▶ SUPPLIED DATA
============

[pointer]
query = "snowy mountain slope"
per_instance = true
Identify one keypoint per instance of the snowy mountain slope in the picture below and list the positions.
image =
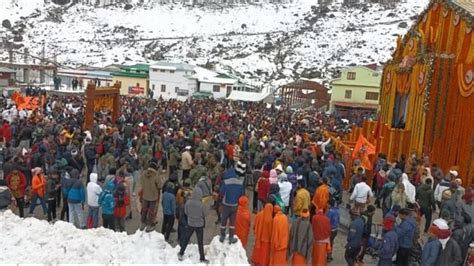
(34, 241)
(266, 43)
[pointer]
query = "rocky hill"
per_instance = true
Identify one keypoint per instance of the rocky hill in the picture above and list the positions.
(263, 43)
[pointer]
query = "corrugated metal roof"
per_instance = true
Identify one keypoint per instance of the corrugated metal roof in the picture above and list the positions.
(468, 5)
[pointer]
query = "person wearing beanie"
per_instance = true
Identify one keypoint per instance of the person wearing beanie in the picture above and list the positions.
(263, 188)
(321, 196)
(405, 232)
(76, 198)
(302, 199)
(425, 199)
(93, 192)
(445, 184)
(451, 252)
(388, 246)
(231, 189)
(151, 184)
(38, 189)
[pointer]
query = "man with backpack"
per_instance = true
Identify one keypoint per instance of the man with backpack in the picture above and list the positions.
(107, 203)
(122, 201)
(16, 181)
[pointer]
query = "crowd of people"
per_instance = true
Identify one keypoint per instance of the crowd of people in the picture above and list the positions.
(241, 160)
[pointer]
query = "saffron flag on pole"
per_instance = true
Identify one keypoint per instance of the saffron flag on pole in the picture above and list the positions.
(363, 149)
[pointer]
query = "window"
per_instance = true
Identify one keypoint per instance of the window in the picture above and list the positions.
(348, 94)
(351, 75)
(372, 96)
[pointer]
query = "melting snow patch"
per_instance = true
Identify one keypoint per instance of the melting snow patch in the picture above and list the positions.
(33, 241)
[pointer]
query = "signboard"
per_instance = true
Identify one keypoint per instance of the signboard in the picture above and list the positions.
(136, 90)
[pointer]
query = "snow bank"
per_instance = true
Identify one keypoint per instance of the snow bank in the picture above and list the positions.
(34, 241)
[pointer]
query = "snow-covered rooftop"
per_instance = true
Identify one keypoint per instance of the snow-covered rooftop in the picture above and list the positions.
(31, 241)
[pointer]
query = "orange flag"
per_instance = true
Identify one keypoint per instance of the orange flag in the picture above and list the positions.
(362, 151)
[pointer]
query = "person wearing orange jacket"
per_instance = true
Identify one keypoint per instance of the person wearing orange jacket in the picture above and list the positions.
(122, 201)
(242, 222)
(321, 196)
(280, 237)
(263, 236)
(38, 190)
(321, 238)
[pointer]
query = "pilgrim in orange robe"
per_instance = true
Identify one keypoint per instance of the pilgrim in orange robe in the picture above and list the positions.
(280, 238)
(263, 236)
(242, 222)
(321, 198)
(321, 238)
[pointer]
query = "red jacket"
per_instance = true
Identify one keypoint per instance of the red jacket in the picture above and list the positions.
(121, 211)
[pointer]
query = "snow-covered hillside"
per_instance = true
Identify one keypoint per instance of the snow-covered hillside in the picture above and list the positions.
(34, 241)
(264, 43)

============

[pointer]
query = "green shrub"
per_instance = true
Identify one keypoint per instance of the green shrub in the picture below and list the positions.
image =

============

Locate each line above that contains the word "bank" and copy those lines.

▶ EXPECTED OUTPUT
query = "snow bank"
Identify one keypoint per instance of the snow bank in the picture above and list the positions.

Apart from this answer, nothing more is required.